Exercise requirements: All the entries need to be quoted exactly, apart from the pictures, which you should drop.
- Opening Delimiter -
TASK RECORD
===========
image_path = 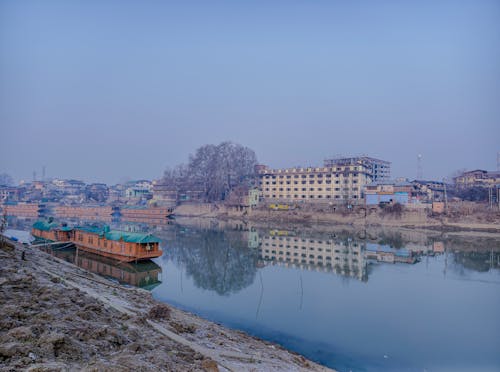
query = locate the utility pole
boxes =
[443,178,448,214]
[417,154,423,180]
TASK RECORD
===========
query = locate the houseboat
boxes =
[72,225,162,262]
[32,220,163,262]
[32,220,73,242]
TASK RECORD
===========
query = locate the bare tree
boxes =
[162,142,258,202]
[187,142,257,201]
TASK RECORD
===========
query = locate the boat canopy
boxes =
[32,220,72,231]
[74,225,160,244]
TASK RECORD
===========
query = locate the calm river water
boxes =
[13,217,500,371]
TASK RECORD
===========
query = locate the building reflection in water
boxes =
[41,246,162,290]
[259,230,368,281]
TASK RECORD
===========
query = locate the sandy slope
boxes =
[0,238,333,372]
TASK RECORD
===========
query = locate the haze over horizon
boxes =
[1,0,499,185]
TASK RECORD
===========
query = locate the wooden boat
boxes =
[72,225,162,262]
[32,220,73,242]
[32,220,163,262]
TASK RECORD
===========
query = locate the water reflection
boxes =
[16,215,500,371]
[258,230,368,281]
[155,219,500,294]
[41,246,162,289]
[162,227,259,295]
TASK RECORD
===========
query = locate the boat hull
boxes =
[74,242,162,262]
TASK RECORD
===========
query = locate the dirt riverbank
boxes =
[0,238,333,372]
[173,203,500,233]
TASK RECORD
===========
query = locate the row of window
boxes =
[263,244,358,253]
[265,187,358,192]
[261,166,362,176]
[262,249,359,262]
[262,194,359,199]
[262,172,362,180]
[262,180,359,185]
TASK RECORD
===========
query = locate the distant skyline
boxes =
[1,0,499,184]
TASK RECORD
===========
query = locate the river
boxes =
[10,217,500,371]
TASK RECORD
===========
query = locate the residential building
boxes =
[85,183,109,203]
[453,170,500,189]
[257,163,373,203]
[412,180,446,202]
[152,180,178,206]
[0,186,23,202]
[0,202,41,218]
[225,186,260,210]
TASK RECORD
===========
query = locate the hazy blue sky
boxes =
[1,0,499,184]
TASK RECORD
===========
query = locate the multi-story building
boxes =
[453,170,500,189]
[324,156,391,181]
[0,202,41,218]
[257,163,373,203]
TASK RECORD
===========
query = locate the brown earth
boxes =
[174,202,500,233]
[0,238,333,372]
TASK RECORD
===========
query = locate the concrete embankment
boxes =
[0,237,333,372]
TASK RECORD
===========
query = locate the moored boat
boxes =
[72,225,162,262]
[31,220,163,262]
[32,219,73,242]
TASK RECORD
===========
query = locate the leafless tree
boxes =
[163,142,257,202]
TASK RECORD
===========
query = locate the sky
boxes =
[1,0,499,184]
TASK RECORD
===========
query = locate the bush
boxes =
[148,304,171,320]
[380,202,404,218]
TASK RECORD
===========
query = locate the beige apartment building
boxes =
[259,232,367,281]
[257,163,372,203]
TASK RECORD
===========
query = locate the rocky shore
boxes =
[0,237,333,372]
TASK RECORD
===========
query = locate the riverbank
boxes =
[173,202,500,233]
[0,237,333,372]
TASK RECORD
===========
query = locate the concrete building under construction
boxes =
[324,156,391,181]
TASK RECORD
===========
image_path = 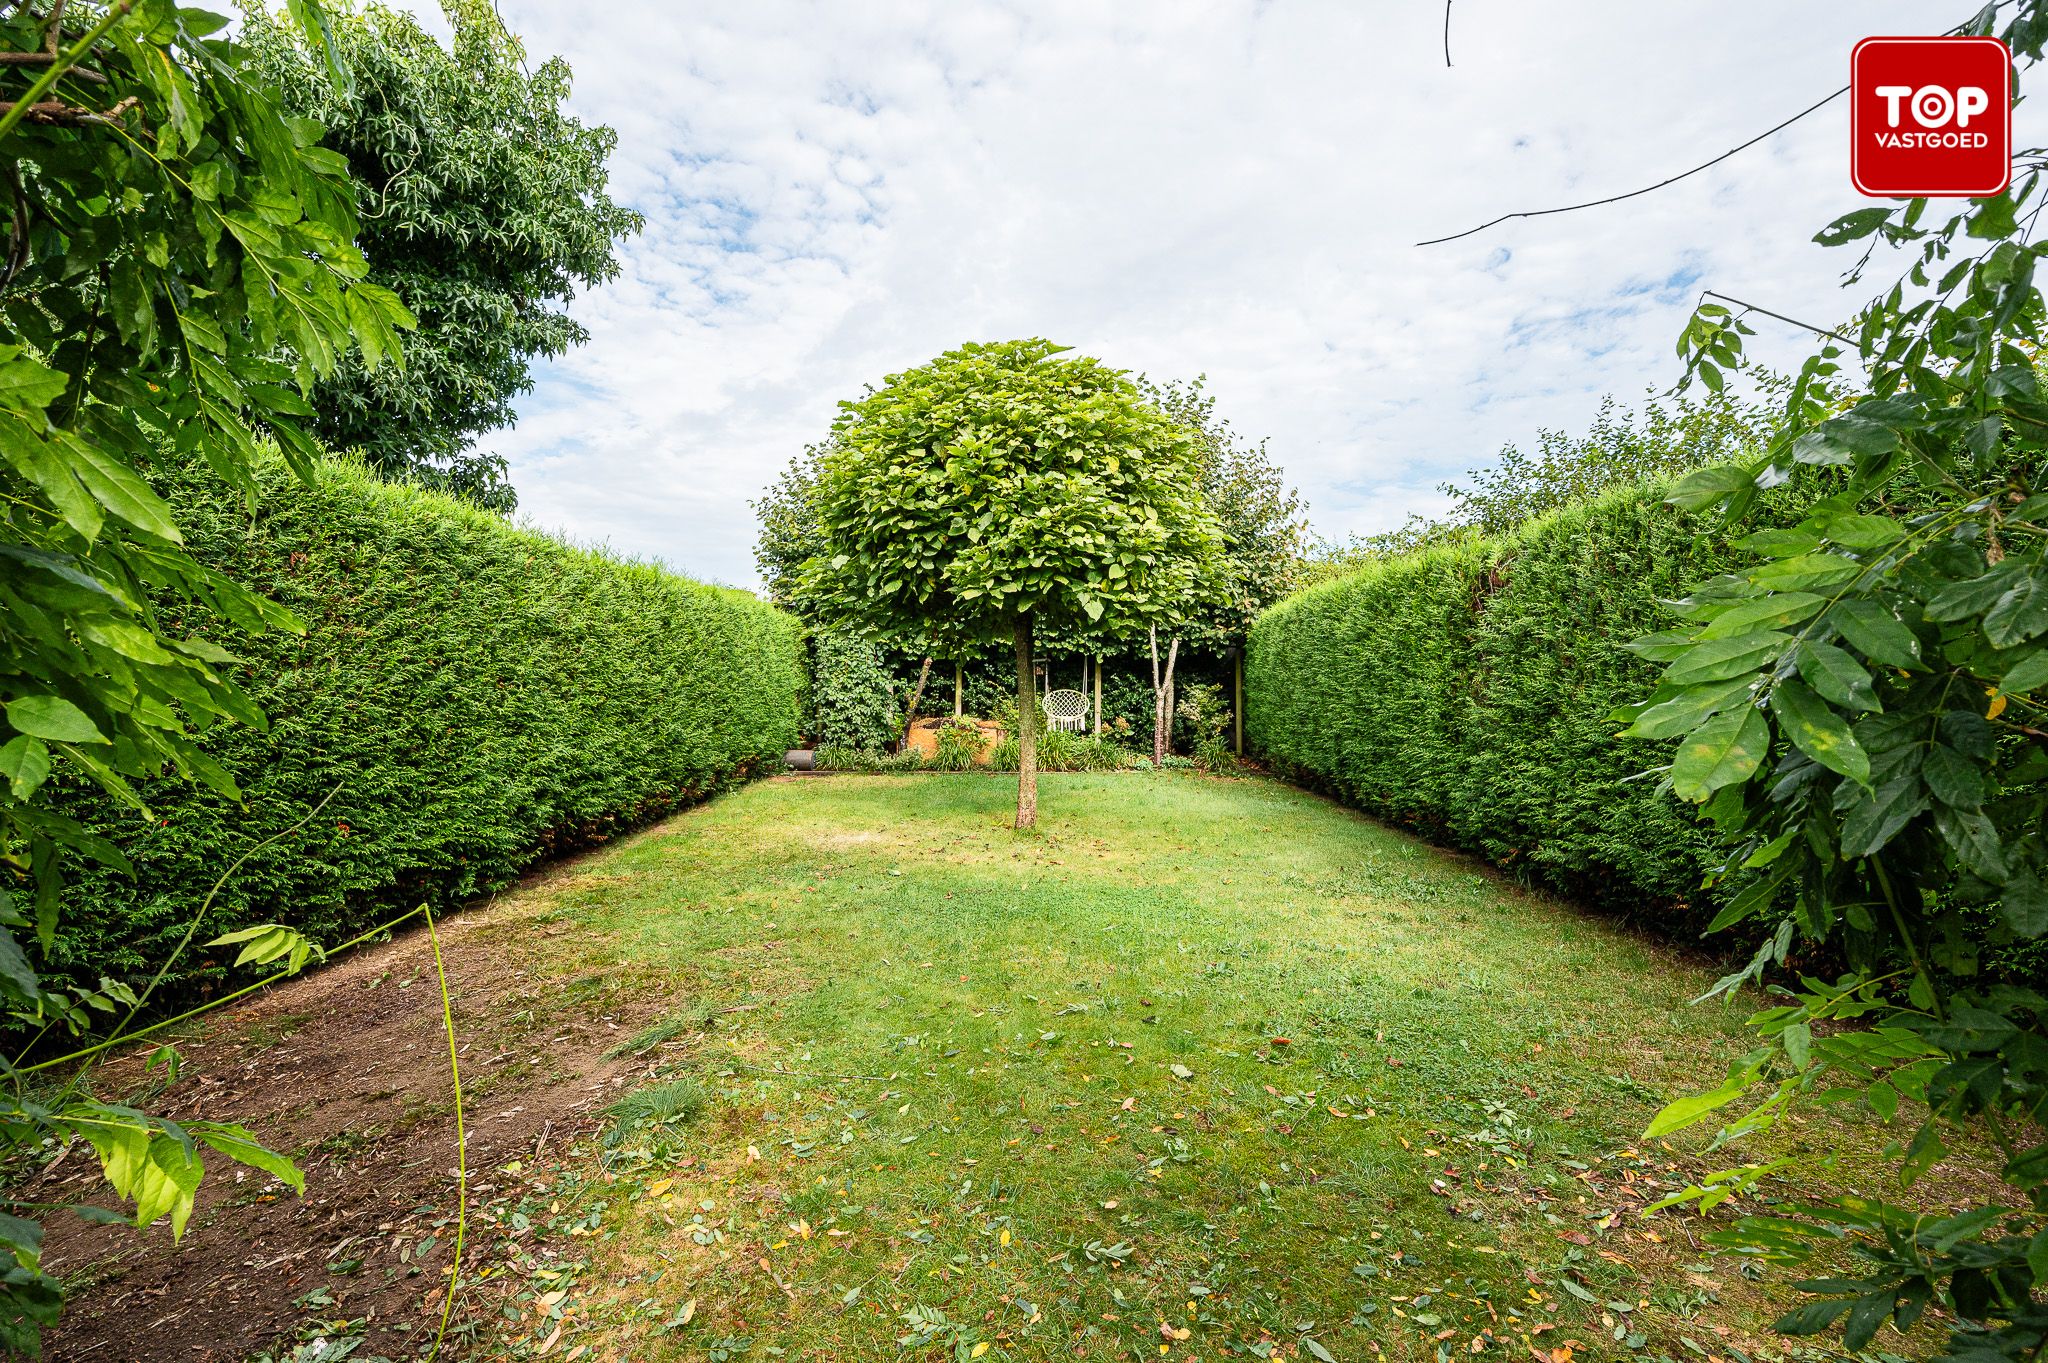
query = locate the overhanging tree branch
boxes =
- Closing Delimiter -
Response:
TASK RECORD
===========
image_path = 
query = locate the utility pole
boxes =
[443,178,448,214]
[417,154,423,180]
TASK RECORD
===========
query = locate the houseboat
boxes =
[72,225,162,262]
[32,220,163,262]
[32,220,73,242]
TASK RECORD
===========
query = locate the bare tree
boxes =
[162,142,258,202]
[187,142,257,201]
TASK RECORD
===========
query = locate the boat canopy
boxes =
[32,220,72,231]
[74,225,160,244]
TASK RECORD
===========
query = locate the calm river water
boxes =
[13,217,500,371]
TASK RECORD
===========
query = locate the building reflection in water
boxes =
[41,246,162,290]
[259,230,368,281]
TASK RECORD
===========
query = locate the sandy slope
boxes =
[0,238,333,372]
TASK RECORD
===========
query = locate the haze over horizon
boxes =
[1,0,499,185]
TASK RECORD
===========
query = locate the wooden boat
boxes =
[72,225,162,262]
[32,220,73,242]
[32,220,163,262]
TASK RECORD
===========
query = locate the water reflection
boxes =
[16,215,500,371]
[258,230,368,281]
[155,219,500,294]
[41,246,162,289]
[162,227,259,295]
TASK RECORD
===========
query = locate the boat hull
boxes =
[74,242,162,262]
TASK RECORD
===========
query = locate the dirt riverbank
boxes =
[0,238,333,372]
[173,203,500,233]
TASK RECORD
===========
query = locate the row of window
boxes =
[263,244,358,253]
[265,187,358,192]
[261,166,362,176]
[262,249,359,262]
[262,194,359,199]
[262,172,362,180]
[262,180,359,185]
TASK RECORD
===========
query = locate the distant skyline
boxes =
[1,0,499,184]
TASK RECORD
===========
query = locate the river
boxes =
[10,217,500,371]
TASK RECORD
===========
query = locate the residential building
boxes =
[85,183,109,203]
[453,170,500,189]
[257,163,373,203]
[412,180,446,202]
[152,180,178,206]
[0,186,23,202]
[0,202,41,218]
[225,186,260,210]
TASK RECORD
===========
query = locate the hazy blue sky
boxes =
[1,0,499,184]
TASK RECORD
===========
query = locate the multi-story building
boxes =
[453,170,500,189]
[324,156,391,181]
[0,202,41,218]
[257,163,373,203]
TASK RECORD
===========
query = locate the brown earth
boxes =
[174,202,500,233]
[0,238,333,372]
TASK RECORD
===========
query = locate the concrete embankment
boxes =
[0,237,333,372]
TASK RECORD
===========
query = locate the moored boat
boxes =
[72,225,162,262]
[31,220,163,262]
[32,219,73,242]
TASK RECORD
===========
query = locate the leafless tree
boxes =
[163,142,257,202]
TASK RECORD
===========
query = locate the sky
boxes =
[1,0,499,184]
TASK RECORD
===========
query = locate the bush
boxes =
[148,304,171,320]
[380,202,404,218]
TASK RECORD
===========
query = locate the beige apartment building
boxes =
[259,232,367,281]
[257,163,372,203]
TASK RECORD
===========
query = locate the rocky shore
boxes =
[0,237,333,372]
TASK RECORD
===========
query = locate the riverbank
boxes =
[173,202,500,233]
[0,237,333,372]
TASK RECORD
===========
query = locate the concrete building under construction
boxes =
[324,156,391,181]
TASK RECORD
===========
image_path = 
query = locate the overhanging tree branch
boxes =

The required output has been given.